■ **Exercise directions**:
Reproduce only the lines from the line containing "Where can you see the bare" to the end of the entries below, including both of those lines.

■ **Data excerpts**:
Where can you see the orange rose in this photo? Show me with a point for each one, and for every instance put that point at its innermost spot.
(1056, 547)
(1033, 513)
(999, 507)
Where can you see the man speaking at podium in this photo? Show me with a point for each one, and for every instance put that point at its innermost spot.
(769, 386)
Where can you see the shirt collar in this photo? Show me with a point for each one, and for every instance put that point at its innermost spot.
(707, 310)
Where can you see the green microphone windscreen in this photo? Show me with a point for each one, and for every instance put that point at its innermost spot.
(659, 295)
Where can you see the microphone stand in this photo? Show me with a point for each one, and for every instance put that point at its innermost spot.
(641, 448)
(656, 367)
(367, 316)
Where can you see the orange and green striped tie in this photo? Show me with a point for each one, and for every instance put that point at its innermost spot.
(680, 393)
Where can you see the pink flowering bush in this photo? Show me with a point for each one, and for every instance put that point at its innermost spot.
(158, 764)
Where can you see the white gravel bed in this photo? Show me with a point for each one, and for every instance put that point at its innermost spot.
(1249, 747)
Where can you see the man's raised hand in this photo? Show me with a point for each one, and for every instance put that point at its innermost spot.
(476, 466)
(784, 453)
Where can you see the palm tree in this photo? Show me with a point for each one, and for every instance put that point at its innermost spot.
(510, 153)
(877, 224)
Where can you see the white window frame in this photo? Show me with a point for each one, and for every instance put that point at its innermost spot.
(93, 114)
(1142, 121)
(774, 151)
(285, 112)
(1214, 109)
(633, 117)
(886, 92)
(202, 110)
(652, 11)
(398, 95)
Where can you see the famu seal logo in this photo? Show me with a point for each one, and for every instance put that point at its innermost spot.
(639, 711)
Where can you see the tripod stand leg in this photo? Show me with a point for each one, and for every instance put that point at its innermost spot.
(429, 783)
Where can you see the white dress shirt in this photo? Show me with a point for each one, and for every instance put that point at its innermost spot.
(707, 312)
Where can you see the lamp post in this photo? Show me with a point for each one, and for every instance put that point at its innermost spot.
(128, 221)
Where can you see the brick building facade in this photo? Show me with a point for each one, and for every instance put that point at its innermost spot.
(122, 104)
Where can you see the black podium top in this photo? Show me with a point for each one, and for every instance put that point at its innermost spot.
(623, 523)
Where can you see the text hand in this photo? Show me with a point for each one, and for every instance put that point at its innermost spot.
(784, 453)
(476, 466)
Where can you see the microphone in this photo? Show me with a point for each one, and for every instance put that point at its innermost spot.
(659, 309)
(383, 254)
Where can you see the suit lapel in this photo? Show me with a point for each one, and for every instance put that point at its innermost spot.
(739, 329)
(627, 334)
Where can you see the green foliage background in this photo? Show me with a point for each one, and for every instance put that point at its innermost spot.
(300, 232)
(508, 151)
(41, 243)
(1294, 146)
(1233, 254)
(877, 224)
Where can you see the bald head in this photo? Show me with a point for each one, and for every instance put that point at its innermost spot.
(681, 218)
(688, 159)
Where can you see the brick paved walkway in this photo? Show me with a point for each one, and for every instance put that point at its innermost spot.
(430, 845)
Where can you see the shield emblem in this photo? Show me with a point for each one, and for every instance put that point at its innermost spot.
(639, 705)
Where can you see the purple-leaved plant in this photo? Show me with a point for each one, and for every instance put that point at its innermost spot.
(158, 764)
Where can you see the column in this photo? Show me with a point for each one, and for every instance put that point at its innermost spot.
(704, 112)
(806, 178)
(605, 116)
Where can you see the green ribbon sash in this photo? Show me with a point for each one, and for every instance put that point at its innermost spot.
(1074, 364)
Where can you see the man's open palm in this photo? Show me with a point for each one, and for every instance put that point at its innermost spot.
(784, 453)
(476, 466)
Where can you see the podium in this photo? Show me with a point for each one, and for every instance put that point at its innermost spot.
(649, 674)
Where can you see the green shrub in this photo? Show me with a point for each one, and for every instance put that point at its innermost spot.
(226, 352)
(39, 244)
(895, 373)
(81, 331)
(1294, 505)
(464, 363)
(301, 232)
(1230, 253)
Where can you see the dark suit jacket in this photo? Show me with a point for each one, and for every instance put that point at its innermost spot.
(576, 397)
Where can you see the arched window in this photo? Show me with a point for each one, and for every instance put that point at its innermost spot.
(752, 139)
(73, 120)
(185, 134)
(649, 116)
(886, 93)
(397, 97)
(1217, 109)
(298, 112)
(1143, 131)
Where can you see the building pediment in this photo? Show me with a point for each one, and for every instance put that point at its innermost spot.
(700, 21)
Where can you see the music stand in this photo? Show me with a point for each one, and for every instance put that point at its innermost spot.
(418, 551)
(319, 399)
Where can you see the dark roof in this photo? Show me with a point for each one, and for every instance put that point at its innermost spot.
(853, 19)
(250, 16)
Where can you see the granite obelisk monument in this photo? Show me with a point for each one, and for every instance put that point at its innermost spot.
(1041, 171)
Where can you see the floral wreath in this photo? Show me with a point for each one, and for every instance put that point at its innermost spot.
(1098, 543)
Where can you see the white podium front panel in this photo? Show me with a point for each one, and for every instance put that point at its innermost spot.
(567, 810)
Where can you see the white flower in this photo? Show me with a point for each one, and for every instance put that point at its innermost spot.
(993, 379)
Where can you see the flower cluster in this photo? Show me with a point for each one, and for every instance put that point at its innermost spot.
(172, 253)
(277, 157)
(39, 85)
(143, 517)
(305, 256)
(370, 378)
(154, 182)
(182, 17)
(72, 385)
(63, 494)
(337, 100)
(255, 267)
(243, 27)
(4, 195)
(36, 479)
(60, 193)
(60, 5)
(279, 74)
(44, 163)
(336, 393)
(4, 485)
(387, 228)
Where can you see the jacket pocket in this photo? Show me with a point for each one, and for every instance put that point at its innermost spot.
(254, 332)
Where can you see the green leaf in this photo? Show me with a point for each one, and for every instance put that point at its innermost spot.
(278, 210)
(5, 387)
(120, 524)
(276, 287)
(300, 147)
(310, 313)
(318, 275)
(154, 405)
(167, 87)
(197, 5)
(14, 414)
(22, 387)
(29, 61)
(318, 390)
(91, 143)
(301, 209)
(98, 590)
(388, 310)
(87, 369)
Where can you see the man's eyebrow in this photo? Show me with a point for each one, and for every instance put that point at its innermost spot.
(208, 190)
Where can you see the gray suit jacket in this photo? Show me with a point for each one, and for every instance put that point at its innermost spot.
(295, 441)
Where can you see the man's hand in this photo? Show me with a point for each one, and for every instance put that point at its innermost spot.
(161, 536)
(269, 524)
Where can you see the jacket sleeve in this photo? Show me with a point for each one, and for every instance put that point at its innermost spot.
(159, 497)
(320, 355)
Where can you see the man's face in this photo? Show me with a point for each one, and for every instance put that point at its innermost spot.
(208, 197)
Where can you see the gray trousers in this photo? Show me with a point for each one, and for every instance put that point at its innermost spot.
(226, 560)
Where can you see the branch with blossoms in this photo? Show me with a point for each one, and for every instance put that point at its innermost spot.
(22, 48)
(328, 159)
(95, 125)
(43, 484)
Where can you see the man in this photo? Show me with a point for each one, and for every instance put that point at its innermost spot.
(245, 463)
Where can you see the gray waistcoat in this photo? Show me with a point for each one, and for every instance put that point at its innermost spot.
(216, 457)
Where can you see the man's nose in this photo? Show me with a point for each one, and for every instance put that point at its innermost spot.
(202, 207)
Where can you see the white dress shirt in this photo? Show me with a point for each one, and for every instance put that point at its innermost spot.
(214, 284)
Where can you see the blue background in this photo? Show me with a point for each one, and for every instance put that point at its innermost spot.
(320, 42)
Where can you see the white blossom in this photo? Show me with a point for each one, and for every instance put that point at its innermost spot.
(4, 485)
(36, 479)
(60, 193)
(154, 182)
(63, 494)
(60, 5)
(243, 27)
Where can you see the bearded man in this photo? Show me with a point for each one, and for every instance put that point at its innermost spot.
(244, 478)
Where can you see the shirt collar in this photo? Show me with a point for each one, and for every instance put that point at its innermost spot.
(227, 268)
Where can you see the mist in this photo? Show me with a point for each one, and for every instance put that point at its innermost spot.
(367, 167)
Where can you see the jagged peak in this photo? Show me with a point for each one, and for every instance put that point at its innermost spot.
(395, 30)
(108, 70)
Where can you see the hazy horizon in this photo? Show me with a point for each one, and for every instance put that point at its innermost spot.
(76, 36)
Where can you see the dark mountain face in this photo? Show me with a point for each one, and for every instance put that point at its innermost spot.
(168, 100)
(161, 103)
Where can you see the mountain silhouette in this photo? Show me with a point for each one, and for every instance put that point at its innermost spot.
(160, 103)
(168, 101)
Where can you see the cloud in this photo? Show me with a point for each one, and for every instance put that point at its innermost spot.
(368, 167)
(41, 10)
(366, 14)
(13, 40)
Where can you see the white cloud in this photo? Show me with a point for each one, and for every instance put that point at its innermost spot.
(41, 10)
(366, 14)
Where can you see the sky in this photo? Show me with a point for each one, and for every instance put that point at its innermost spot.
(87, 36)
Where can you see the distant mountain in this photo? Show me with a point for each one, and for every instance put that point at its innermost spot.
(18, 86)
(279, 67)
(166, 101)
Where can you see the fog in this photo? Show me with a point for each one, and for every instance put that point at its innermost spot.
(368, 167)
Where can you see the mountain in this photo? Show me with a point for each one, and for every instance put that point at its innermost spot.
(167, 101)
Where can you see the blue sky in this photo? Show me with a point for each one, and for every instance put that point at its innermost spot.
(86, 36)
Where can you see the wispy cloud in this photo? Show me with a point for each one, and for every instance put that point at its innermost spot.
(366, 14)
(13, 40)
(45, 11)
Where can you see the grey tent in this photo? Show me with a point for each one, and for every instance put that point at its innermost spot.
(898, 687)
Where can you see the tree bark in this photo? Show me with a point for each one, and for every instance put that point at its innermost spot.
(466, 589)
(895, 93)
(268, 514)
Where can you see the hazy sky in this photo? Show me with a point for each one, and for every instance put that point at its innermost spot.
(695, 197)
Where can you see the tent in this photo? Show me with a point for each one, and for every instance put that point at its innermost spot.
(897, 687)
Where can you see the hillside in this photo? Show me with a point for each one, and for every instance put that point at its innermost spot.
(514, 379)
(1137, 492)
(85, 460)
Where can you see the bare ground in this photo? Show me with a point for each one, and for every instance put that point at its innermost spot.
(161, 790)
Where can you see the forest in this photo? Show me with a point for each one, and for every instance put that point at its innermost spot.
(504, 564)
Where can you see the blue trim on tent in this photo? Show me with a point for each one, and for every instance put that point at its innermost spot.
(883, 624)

■ **Complete answer**:
Where can you see the bare ground in this photo? Show me with a point for each one, and for every instance put that point at its innermost spot.
(161, 790)
Where can you see the forest in this photo? Show me with a point for each one, and for every instance put that point at its innermost spot.
(504, 564)
Where can you see the blue trim on tent in this photo? Show me with a point for each one, and for every instance put that point at its innermost spot.
(883, 624)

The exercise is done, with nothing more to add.